• _Image-grounded pointing data_:
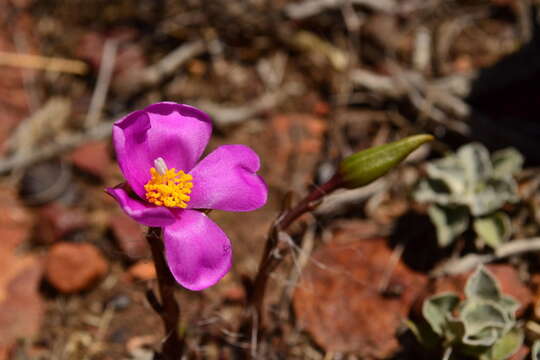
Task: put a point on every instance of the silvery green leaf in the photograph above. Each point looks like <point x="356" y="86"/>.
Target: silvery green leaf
<point x="484" y="337"/>
<point x="509" y="304"/>
<point x="490" y="196"/>
<point x="478" y="316"/>
<point x="437" y="308"/>
<point x="424" y="334"/>
<point x="450" y="171"/>
<point x="432" y="191"/>
<point x="494" y="229"/>
<point x="454" y="330"/>
<point x="506" y="162"/>
<point x="535" y="352"/>
<point x="505" y="347"/>
<point x="449" y="222"/>
<point x="475" y="160"/>
<point x="482" y="285"/>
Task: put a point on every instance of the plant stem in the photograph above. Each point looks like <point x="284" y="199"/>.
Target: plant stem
<point x="173" y="345"/>
<point x="273" y="247"/>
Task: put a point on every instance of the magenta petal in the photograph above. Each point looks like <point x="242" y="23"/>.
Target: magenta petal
<point x="175" y="132"/>
<point x="226" y="180"/>
<point x="142" y="212"/>
<point x="197" y="250"/>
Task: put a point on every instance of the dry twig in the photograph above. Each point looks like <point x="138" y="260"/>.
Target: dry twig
<point x="38" y="62"/>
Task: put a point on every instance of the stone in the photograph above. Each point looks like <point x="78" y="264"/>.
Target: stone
<point x="56" y="221"/>
<point x="72" y="268"/>
<point x="353" y="297"/>
<point x="129" y="236"/>
<point x="21" y="306"/>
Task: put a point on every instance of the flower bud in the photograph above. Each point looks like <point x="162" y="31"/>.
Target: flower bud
<point x="368" y="165"/>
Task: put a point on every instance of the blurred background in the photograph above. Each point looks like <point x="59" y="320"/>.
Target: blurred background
<point x="303" y="82"/>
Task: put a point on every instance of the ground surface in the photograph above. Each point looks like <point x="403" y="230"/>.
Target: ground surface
<point x="304" y="83"/>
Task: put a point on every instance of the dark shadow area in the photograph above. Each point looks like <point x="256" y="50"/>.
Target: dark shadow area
<point x="418" y="234"/>
<point x="505" y="99"/>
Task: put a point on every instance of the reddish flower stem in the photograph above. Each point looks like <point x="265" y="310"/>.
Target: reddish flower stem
<point x="269" y="260"/>
<point x="173" y="346"/>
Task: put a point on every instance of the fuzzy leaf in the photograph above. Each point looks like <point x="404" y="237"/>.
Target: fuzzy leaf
<point x="475" y="160"/>
<point x="450" y="222"/>
<point x="450" y="171"/>
<point x="368" y="165"/>
<point x="479" y="317"/>
<point x="483" y="285"/>
<point x="509" y="304"/>
<point x="485" y="337"/>
<point x="487" y="197"/>
<point x="438" y="308"/>
<point x="434" y="191"/>
<point x="424" y="334"/>
<point x="506" y="162"/>
<point x="505" y="346"/>
<point x="494" y="229"/>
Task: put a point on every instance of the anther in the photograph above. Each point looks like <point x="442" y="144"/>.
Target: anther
<point x="160" y="166"/>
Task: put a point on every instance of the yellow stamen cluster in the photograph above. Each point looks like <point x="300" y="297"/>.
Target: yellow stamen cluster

• _Task details_: Give again exactly, and only, the lines above starting at the one with "Target: ground surface" and ending at the one with "Task: put a point on every instance of the fuzzy".

• _Solution to the problem_:
Target: ground surface
<point x="304" y="83"/>
Task: put a point on every instance of the dark shadow area in the photograph above. Each point looks like <point x="256" y="50"/>.
Target: dark shadow area
<point x="418" y="234"/>
<point x="505" y="99"/>
Task: put a point on every instance of the reddish flower stem in the photograph above. Each point looks like <point x="265" y="310"/>.
Target: reddish flower stem
<point x="269" y="260"/>
<point x="173" y="346"/>
Task: put a point on every instance of the fuzzy leaf in the photograph above. Each point looks like <point x="404" y="237"/>.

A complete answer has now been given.